- **Problem to solve**: Would you write out, word for word, each line of the records below from the top through the one holding "Put a marker on each instance of the vertical"?

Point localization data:

= Beginning of Section =

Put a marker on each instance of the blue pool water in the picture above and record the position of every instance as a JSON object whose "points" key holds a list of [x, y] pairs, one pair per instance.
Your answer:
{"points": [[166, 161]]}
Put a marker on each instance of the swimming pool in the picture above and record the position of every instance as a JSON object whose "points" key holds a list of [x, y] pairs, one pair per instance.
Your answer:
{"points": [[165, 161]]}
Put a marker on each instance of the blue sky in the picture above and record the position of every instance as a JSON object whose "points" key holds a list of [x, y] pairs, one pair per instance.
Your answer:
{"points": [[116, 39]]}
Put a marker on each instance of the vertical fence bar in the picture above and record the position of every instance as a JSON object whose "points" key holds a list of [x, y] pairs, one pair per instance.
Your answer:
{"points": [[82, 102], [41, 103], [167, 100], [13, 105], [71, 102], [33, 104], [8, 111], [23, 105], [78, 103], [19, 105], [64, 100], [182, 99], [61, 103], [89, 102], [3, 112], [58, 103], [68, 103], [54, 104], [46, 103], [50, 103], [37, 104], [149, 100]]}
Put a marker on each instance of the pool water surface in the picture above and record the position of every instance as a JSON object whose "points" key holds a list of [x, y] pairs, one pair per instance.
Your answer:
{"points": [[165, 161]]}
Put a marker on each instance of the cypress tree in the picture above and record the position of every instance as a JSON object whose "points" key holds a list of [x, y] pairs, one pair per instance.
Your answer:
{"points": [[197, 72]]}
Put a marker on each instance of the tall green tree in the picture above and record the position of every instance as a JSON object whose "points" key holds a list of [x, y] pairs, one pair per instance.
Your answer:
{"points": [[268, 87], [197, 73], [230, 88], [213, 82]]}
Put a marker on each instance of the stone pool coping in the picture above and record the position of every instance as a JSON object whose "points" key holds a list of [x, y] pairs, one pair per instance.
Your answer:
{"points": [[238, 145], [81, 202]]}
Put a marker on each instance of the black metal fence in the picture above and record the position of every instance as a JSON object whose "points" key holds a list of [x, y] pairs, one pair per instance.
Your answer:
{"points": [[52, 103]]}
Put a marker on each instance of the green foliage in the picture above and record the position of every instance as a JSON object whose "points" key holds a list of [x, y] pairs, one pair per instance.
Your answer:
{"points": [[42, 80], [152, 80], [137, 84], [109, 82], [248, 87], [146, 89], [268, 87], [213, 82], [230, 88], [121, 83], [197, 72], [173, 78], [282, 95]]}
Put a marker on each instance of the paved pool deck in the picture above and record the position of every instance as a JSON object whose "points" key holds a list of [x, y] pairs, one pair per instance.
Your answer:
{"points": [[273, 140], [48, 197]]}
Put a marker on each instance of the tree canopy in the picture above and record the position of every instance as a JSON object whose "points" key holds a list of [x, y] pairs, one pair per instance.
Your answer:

= End of Section =

- **Exercise solution**:
Put a marker on each instance of the blue pool water in the picture above and record the position of every instance as a JSON object whose "points" key holds a list of [x, y] pairs, one pair per instance.
Your answer:
{"points": [[166, 161]]}
Put a marker on each instance of the swimming pool in the picture above and record the position of every instance as a JSON object whose "points" key holds a list of [x, y] pairs, one pair per instance.
Your answer:
{"points": [[165, 161]]}
Put a marker on each instance of the blue sky in the picture above and record the position of every instance as a JSON object whose "points" key holds a list of [x, y] pairs, one pair per instance.
Your answer:
{"points": [[116, 39]]}
Put a marker on each instance of the vertical fence bar in the picture above and record the position of every instance as a JSON object whose "points" key holds a list of [x, y] pairs, one pair per instance.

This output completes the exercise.